-- Entries supplied --
+ + + + + + +

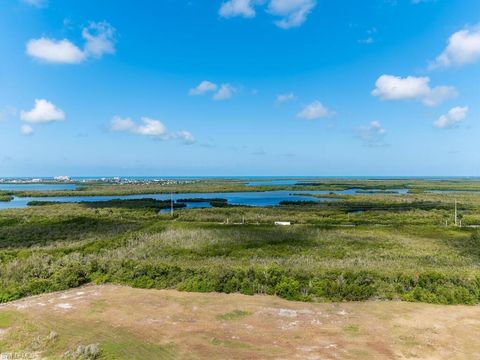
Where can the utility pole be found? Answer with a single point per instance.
(456, 223)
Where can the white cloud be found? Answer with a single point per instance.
(372, 134)
(43, 112)
(314, 110)
(463, 48)
(452, 118)
(99, 40)
(234, 8)
(225, 92)
(389, 87)
(26, 130)
(185, 136)
(202, 88)
(55, 51)
(36, 3)
(283, 98)
(149, 127)
(293, 12)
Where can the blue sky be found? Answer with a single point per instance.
(239, 87)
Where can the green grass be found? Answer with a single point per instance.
(234, 315)
(397, 248)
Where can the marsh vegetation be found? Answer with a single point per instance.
(362, 247)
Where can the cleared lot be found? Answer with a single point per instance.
(127, 323)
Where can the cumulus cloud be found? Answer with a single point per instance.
(55, 51)
(36, 3)
(43, 112)
(283, 98)
(314, 110)
(149, 127)
(463, 47)
(99, 40)
(225, 92)
(389, 87)
(26, 130)
(291, 13)
(220, 92)
(451, 119)
(372, 134)
(202, 88)
(234, 8)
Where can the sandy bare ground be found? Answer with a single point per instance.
(155, 324)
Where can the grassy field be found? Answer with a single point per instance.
(117, 322)
(375, 246)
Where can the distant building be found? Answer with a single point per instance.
(282, 223)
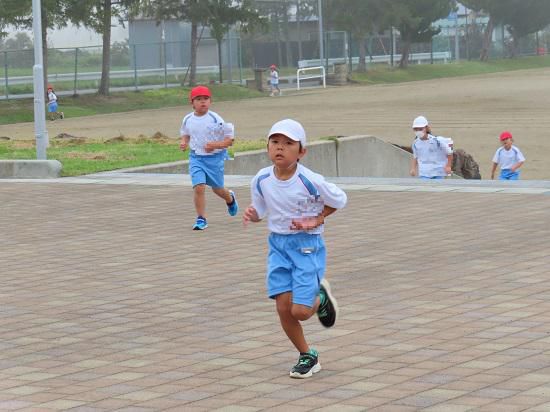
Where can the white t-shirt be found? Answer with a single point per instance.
(431, 155)
(303, 195)
(507, 158)
(274, 77)
(203, 129)
(52, 98)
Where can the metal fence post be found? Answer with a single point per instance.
(239, 45)
(165, 67)
(75, 70)
(135, 66)
(6, 74)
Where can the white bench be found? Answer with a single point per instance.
(384, 58)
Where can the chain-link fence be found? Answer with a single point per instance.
(166, 63)
(132, 67)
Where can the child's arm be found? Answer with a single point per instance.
(223, 144)
(185, 142)
(250, 215)
(517, 166)
(449, 165)
(493, 170)
(414, 166)
(313, 222)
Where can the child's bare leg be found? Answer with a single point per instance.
(290, 316)
(223, 193)
(199, 200)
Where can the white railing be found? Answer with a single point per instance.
(322, 75)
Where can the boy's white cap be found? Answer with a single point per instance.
(420, 121)
(291, 129)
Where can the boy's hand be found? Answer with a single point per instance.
(250, 215)
(210, 147)
(307, 223)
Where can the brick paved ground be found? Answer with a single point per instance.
(110, 302)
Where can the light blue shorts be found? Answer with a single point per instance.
(295, 263)
(208, 170)
(507, 174)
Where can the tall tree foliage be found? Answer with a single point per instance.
(361, 18)
(223, 14)
(495, 9)
(18, 13)
(193, 11)
(97, 15)
(523, 17)
(520, 17)
(414, 21)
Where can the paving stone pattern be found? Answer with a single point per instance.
(109, 301)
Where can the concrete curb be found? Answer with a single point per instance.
(346, 156)
(30, 169)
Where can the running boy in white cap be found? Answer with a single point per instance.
(296, 202)
(432, 155)
(208, 137)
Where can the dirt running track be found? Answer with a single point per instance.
(472, 110)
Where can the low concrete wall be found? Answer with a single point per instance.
(354, 156)
(30, 169)
(368, 156)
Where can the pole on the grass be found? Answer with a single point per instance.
(40, 132)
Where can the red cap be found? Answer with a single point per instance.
(505, 135)
(199, 91)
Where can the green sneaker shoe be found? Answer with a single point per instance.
(308, 364)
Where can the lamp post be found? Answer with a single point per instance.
(40, 132)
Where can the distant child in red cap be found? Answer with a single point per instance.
(208, 137)
(508, 157)
(274, 81)
(53, 104)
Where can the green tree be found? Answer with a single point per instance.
(20, 41)
(192, 11)
(414, 21)
(524, 17)
(18, 13)
(495, 9)
(97, 15)
(226, 13)
(361, 18)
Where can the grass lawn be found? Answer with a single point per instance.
(84, 156)
(22, 110)
(382, 74)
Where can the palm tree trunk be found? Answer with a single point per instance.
(106, 55)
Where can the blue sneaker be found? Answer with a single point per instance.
(200, 224)
(233, 208)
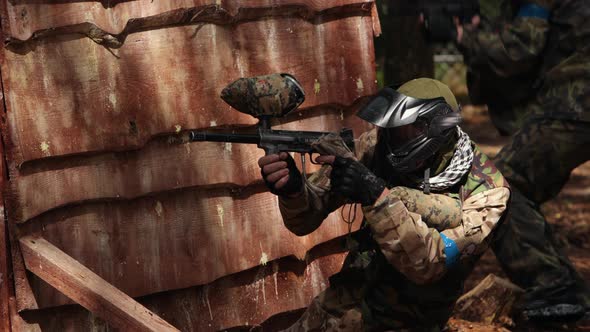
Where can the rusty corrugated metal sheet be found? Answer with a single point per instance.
(71, 95)
(166, 163)
(96, 158)
(246, 299)
(174, 240)
(27, 18)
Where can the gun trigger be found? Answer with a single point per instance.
(303, 172)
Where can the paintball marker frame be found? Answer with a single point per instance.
(266, 97)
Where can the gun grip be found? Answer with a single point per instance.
(270, 150)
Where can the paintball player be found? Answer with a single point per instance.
(431, 202)
(532, 68)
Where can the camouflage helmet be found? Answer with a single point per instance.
(416, 120)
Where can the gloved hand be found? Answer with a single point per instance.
(280, 174)
(356, 182)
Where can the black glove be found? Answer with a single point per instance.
(293, 185)
(356, 182)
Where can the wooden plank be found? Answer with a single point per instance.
(166, 79)
(250, 298)
(85, 287)
(174, 240)
(169, 163)
(4, 252)
(27, 18)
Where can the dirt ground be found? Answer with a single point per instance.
(568, 214)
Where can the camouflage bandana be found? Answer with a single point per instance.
(459, 166)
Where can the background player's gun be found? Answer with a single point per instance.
(439, 14)
(265, 97)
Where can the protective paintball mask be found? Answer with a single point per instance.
(412, 129)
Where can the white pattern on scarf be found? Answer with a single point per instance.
(459, 166)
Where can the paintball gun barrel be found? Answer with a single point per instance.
(265, 97)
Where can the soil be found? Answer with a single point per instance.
(568, 214)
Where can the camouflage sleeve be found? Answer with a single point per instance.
(304, 214)
(424, 254)
(514, 49)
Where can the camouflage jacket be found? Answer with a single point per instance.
(410, 229)
(537, 54)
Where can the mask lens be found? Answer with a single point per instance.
(399, 136)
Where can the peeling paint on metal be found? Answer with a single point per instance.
(44, 146)
(113, 100)
(227, 148)
(205, 300)
(275, 272)
(264, 257)
(159, 208)
(220, 213)
(360, 88)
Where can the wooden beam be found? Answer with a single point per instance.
(88, 289)
(4, 279)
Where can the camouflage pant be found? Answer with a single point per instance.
(335, 309)
(350, 305)
(537, 164)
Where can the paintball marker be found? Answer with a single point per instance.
(266, 97)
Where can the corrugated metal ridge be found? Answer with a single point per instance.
(214, 14)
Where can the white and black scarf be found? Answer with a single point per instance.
(459, 166)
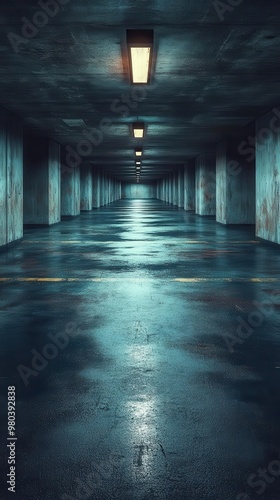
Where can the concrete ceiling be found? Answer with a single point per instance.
(210, 76)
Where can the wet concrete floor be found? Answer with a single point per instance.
(143, 343)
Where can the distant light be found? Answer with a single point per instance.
(140, 60)
(140, 44)
(138, 130)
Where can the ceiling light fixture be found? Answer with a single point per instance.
(140, 49)
(138, 130)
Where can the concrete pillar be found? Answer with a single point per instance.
(95, 188)
(11, 178)
(268, 176)
(181, 188)
(70, 190)
(205, 182)
(102, 190)
(42, 181)
(175, 188)
(86, 187)
(189, 185)
(170, 188)
(235, 185)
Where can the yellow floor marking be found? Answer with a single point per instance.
(122, 241)
(108, 280)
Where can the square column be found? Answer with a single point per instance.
(11, 178)
(235, 183)
(268, 176)
(189, 185)
(205, 183)
(70, 190)
(181, 188)
(175, 188)
(86, 187)
(96, 188)
(42, 181)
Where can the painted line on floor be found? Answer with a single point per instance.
(126, 240)
(124, 279)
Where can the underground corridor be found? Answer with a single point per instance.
(143, 344)
(139, 250)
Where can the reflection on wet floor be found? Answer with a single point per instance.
(143, 342)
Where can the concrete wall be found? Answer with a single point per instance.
(11, 178)
(138, 190)
(86, 187)
(268, 176)
(205, 184)
(70, 192)
(189, 185)
(235, 185)
(42, 181)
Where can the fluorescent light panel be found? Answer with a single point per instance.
(140, 45)
(140, 62)
(138, 130)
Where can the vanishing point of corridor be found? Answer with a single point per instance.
(143, 344)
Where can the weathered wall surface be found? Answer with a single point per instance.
(70, 189)
(268, 176)
(138, 190)
(205, 184)
(189, 186)
(235, 185)
(11, 178)
(86, 187)
(42, 181)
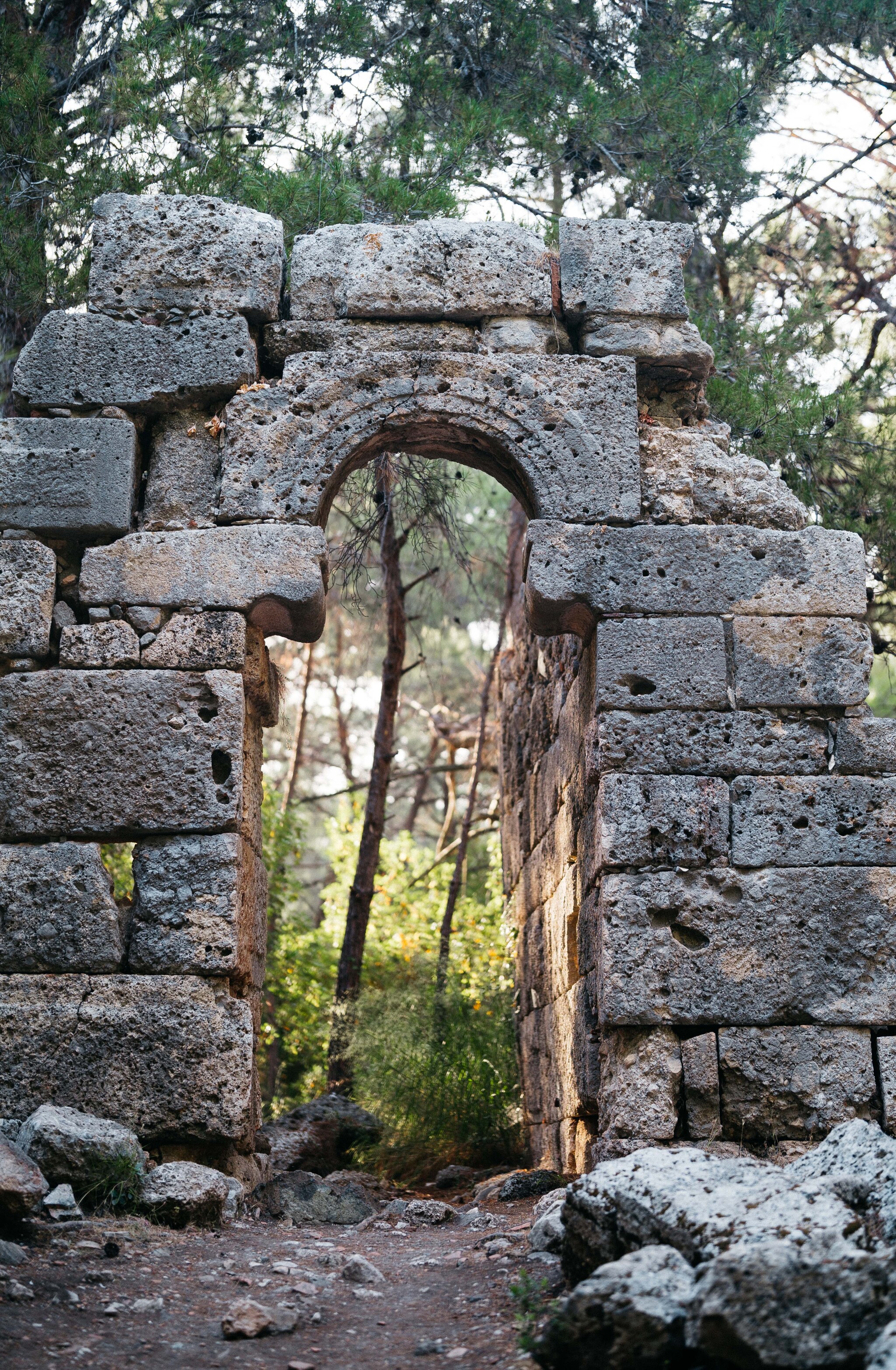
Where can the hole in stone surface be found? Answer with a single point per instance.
(221, 766)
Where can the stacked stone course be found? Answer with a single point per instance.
(696, 805)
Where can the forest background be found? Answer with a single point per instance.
(769, 126)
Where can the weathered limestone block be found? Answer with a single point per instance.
(866, 746)
(199, 643)
(83, 361)
(527, 335)
(814, 821)
(668, 354)
(794, 1081)
(276, 575)
(108, 646)
(687, 477)
(438, 269)
(291, 336)
(801, 661)
(180, 252)
(614, 266)
(184, 472)
(740, 743)
(199, 909)
(166, 1055)
(640, 1083)
(887, 1066)
(749, 947)
(577, 573)
(117, 754)
(700, 1069)
(560, 432)
(56, 910)
(28, 583)
(651, 663)
(662, 821)
(68, 477)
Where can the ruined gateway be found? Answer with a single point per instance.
(698, 805)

+ + + + + + +

-- What the task requires --
Reproduce every line between the one containing "Where can the weathered wall" and the end of the entries, inclusive. Keep the lines that ask where things are unchanged, multiply each coordinate in the answers by 1.6 and round it to a whole number with halves going up, and leave out the pictures.

-- Result below --
Where can the weathered wall surface be found? Answer with a single point per instance.
(112, 302)
(429, 282)
(221, 304)
(328, 294)
(302, 298)
(376, 296)
(18, 285)
(138, 299)
(67, 290)
Where can the hole in stone surface be found? Answer with a single point per instance.
(354, 1226)
Where can the stacked stone course be found? Answer with a single point per instance.
(1114, 1288)
Where can the forest background be found? Answer with a single point per instance.
(1230, 202)
Where can the weathered limestone block be found? Answer with a single point per instance.
(1386, 1194)
(318, 1029)
(133, 578)
(843, 536)
(1302, 1314)
(1069, 566)
(1270, 1730)
(442, 920)
(173, 1034)
(1099, 763)
(701, 430)
(466, 538)
(1282, 1058)
(288, 403)
(982, 426)
(294, 755)
(1184, 1189)
(318, 1454)
(266, 1688)
(1024, 1733)
(1419, 1706)
(1198, 1515)
(923, 917)
(187, 1206)
(1120, 1710)
(896, 691)
(90, 1456)
(45, 933)
(1042, 1061)
(1059, 1314)
(109, 763)
Where can the ruined gateway be found? Answer with a single point per instance.
(1117, 1288)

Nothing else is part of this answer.